SELECTED EXTRACT:
===============

To rescue this fallen portion, the seeds of light in the visible evil world, Christ came, bringing the true “knowledge.” By His teaching those capable of receiving it are restored to the pleroma. They are at best few.

[4] Most Gnostics divided mankind into “ spiritual,” capable of salvation, and “ material” who could not receive the message.Later Gnosticism, especially the school of Valentinus, taught a threefold division, “spiritual,” who alone could attain “knowledge” ; “psychical,” capable of faith, and of a certain degree of salvation; and “ material,” who were hopeless.


Valentinus’ system is known to us only in the developed and modified form given to it by his disciples. It appears to have been based on earlier systems (perhaps including the Ophite), and to incorporate Platonic and Pythagorean elements.

The spiritual world or ‘pleroma’ comprises 30 ‘aeons’ emanated by the Primal Ground of Being, who form a succession of pairs (syzygies). The visible world owes its origin to the fall of Sophia, the last of these aeons; this fall is variously described, but results in the emergence of her offspring the Demiurge or creator, identified with the God of the Old Testament. The Valentinian myth is intended to explain the human predicament by showing how a divine element has come to be imprisoned in this alien and hostile world, at the mercy of the Demiurge and his ‘archons’, the rulers of the planetary spheres. Redemption is effected by another aeon, Christ, who unites with the man Jesus (either at his conception or at his baptism) to bring mankind the saving knowledge (‘gnosis’) of its true origin and destiny.

This gnosis, however, is given only to the ‘spiritual’ or ‘pneumatics’, i.e. the Valentinians, who through it are destined to return to the pleroma; other Christians, described as ‘psychics’ (cf. 1 Cor. 2:14 etc.), can attain by faith and good works to a form of salvation, but only in a lower realm below the pleroma; the rest of mankind, called ‘hylics’ as merely material and not ‘spiritual’, are doomed to eternal perdition.  (Livingstone, Oxf Dict. Chr. Ch,)

===============

ENTRIES SUPPLIED:
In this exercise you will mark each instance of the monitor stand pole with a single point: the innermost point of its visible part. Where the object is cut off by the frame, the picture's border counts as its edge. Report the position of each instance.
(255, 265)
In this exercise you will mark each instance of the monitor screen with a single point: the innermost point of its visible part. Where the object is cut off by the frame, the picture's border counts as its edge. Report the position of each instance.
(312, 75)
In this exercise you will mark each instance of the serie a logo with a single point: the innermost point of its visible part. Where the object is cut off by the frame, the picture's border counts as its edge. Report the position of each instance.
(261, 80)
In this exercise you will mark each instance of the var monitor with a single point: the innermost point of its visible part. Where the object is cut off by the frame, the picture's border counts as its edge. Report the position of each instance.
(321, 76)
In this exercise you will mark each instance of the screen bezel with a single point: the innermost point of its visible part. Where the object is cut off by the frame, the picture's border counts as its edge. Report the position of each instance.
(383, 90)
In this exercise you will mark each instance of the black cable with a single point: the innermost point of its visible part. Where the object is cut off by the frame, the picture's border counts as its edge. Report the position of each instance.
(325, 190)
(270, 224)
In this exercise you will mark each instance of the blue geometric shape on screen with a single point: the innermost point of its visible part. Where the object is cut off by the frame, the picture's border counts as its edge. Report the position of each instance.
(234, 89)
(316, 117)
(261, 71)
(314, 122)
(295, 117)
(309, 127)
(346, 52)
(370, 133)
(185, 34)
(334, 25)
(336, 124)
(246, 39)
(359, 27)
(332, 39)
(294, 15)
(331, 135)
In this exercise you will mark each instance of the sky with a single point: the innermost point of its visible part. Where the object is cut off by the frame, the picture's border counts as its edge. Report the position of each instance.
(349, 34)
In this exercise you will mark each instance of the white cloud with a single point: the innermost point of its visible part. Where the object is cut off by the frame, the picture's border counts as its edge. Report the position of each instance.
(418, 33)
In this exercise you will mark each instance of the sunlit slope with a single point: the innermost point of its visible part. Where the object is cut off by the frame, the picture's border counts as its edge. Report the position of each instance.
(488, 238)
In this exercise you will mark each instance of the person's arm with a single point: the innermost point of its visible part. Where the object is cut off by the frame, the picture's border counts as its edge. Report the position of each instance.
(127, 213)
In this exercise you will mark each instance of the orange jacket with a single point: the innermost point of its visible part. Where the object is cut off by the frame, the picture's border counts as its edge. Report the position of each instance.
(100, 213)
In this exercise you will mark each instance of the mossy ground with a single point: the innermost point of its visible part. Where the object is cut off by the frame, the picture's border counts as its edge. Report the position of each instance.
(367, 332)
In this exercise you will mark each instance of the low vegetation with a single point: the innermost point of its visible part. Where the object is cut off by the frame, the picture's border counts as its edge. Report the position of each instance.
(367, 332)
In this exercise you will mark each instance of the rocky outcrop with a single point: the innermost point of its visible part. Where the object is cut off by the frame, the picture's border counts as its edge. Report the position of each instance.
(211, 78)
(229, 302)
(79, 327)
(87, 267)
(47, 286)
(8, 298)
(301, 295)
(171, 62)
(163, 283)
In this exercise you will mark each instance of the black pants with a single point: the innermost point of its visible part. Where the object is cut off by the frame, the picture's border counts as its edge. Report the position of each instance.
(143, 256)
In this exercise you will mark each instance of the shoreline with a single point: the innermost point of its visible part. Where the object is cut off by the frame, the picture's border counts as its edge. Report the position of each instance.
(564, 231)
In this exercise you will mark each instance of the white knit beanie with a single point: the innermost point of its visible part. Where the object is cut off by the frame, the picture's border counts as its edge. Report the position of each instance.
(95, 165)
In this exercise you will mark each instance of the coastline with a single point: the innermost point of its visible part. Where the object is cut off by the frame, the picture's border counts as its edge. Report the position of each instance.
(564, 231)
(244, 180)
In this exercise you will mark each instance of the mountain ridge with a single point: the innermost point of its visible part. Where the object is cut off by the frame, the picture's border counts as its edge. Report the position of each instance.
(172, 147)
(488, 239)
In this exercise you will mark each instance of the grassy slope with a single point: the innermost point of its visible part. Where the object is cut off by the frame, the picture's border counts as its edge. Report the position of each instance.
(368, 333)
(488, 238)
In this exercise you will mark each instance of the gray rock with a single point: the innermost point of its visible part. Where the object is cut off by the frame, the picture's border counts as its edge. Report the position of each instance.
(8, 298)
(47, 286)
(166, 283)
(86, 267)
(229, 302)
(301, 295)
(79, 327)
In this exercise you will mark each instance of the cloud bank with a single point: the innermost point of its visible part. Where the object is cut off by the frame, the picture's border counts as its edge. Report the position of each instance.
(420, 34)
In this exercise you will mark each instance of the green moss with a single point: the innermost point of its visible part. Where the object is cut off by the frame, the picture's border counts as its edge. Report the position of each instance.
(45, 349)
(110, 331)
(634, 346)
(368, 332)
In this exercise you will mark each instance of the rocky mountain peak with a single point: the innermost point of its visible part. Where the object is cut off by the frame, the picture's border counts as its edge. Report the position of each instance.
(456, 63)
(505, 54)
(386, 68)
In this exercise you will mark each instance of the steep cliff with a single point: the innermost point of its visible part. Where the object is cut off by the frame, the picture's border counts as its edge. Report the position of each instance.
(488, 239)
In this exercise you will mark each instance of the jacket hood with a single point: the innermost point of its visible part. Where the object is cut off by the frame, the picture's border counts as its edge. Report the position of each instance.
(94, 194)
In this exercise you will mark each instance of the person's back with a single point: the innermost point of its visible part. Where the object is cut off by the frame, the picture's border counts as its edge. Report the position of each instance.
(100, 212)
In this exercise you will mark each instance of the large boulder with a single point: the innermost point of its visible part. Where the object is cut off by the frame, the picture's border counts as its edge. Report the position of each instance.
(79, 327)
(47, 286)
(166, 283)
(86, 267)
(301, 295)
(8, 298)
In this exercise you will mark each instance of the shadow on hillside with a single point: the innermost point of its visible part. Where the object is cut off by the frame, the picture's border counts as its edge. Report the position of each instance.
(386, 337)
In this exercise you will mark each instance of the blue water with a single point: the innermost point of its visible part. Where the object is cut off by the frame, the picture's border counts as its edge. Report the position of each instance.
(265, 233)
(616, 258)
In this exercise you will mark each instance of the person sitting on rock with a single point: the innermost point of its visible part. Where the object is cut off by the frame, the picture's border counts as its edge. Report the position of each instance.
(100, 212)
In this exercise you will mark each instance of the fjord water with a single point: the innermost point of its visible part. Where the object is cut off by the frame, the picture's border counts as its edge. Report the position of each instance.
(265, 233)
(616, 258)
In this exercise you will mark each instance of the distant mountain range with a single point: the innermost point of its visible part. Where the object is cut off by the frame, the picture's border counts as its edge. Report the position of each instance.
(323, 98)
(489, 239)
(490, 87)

===============

STATED TASK:
In the Gnosticism passage, list each group of mankind named in the final paragraph, and give the fate that paragraph assigns to each.

THE SOLUTION:
- **‘Spiritual’ or ‘pneumatics’** (the Valentinians): they receive the gnosis and are destined to return to the pleroma.
- **‘Psychics’** (other Christians): by faith and good works, they can attain a form of salvation, but only in a lower realm below the pleroma.
- **‘Hylics’** (the rest of mankind, merely material and not ‘spiritual’): they are doomed to eternal perdition.